● Lines of data
__________________________________________________
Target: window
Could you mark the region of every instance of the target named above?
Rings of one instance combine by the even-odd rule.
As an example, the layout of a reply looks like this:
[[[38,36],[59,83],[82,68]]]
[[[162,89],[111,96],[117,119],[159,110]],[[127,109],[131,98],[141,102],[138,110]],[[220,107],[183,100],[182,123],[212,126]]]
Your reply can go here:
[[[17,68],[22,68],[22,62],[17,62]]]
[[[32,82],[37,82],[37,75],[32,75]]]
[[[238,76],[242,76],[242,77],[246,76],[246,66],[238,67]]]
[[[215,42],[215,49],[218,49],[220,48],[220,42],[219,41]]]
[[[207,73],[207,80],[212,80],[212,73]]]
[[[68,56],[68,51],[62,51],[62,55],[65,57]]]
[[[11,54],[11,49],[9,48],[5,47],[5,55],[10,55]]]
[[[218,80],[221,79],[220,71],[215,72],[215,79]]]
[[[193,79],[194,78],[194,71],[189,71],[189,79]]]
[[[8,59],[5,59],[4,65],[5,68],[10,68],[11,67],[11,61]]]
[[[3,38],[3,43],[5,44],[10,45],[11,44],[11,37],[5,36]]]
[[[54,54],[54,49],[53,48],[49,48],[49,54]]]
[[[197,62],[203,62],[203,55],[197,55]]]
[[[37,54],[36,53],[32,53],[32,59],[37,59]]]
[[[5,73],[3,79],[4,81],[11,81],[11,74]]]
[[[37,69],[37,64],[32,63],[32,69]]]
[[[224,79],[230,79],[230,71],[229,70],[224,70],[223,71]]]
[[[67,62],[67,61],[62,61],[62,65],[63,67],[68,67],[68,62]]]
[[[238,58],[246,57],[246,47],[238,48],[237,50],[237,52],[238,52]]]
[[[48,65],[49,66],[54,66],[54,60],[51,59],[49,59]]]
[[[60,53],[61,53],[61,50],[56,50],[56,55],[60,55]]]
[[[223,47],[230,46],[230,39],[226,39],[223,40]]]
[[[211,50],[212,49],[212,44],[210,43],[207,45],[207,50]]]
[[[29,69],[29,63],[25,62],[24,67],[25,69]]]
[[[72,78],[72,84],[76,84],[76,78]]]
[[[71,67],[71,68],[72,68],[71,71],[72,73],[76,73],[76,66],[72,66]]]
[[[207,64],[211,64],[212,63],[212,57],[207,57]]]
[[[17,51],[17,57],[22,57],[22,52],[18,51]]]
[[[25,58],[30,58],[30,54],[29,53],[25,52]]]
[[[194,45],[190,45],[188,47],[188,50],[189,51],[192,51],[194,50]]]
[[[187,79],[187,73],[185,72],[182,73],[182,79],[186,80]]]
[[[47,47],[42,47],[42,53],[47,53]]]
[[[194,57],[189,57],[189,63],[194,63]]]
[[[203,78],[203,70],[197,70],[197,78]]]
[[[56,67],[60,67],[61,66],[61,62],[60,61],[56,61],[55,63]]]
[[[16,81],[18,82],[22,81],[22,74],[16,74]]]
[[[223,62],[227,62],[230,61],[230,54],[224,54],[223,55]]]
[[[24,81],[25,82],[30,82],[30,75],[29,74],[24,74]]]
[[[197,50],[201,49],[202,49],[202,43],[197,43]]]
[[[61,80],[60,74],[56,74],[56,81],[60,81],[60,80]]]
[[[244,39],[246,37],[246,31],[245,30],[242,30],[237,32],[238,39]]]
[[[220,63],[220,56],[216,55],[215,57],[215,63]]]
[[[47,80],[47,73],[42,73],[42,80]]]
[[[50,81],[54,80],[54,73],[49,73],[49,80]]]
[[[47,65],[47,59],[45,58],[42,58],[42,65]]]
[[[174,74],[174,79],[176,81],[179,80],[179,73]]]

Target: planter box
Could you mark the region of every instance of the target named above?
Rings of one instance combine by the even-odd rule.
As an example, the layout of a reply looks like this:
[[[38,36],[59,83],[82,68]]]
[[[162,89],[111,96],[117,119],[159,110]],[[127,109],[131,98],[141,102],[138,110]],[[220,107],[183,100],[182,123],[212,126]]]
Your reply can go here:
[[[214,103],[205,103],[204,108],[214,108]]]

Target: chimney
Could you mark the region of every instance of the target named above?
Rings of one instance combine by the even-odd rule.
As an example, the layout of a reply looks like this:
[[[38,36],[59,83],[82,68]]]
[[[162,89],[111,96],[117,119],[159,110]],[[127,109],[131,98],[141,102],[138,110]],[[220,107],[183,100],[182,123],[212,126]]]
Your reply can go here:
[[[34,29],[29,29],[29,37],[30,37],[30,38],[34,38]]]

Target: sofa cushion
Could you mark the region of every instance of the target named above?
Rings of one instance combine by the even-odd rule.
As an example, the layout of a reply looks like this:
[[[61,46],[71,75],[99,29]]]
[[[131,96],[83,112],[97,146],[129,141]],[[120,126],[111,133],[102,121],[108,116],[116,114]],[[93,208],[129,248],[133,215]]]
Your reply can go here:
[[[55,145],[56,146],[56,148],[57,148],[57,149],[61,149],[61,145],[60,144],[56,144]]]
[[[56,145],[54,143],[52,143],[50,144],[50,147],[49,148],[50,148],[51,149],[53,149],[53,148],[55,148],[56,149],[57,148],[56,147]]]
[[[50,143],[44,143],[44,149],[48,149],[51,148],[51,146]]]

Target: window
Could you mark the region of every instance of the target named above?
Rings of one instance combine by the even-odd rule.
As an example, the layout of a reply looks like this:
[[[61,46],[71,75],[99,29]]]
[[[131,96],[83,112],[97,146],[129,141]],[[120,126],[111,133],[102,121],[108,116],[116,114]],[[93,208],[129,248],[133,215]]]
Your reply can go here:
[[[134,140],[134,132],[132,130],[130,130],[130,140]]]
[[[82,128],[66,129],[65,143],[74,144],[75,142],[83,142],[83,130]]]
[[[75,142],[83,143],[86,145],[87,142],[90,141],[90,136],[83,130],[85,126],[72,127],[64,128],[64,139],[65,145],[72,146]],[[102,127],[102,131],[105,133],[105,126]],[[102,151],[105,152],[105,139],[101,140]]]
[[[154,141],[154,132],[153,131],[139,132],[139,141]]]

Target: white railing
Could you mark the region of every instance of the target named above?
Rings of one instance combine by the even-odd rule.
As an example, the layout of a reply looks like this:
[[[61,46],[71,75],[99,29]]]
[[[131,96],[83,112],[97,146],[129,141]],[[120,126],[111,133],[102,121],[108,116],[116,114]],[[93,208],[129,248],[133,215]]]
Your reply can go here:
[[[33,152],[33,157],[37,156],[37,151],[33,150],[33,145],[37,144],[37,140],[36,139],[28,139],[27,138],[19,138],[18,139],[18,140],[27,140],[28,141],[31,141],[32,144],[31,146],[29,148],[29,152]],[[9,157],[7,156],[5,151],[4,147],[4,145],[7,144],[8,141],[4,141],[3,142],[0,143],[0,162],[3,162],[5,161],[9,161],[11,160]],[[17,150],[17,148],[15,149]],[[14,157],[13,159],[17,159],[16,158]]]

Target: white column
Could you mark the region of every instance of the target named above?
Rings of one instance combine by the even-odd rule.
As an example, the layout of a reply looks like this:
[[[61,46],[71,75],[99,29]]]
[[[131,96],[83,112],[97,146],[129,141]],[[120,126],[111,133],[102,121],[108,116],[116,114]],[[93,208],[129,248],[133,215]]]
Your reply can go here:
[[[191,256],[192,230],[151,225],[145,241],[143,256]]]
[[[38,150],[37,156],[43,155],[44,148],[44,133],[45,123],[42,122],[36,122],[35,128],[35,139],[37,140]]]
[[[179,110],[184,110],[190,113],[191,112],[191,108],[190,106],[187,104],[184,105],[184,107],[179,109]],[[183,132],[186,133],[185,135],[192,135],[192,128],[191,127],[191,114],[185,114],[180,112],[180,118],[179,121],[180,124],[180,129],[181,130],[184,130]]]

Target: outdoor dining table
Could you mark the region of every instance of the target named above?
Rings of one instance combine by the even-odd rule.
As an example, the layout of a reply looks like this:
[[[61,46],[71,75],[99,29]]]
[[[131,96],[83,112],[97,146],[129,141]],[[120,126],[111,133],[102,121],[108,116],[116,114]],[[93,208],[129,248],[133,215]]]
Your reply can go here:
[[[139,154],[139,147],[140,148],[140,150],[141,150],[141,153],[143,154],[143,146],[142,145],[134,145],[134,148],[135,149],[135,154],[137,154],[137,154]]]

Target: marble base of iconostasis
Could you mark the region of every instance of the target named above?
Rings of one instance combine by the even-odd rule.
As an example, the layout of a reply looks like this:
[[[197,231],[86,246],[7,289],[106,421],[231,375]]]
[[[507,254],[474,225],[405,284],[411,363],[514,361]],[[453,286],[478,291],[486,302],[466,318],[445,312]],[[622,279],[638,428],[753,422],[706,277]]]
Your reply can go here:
__________________________________________________
● Exercise description
Reproduce every line of the listing from its first line through the line holding "[[[68,56],[68,51],[62,51],[62,55],[65,57]]]", inclusive, and shift each coordinate in the answers up by 66. Leave all other lines unchanged.

● Response to the task
Target: window
Could you mark the region of every instance of the target named above?
Rings of one instance combine by the even-odd rule.
As an example, the layout of a reply looks like this:
[[[38,36],[59,83],[82,68]]]
[[[162,89],[111,96],[117,119],[159,110]],[[127,109],[131,98],[141,102],[138,110]],[[220,107],[183,100],[182,123],[212,126]]]
Your reply can go here:
[[[83,134],[88,134],[88,128],[83,128]]]
[[[98,148],[103,148],[103,141],[98,141]]]
[[[304,142],[308,142],[308,143],[312,142],[312,132],[304,133]]]
[[[281,108],[281,115],[284,115],[286,114],[286,108],[285,107]]]
[[[273,139],[273,146],[278,146],[278,139]]]
[[[134,122],[134,117],[128,117],[128,121],[131,123]]]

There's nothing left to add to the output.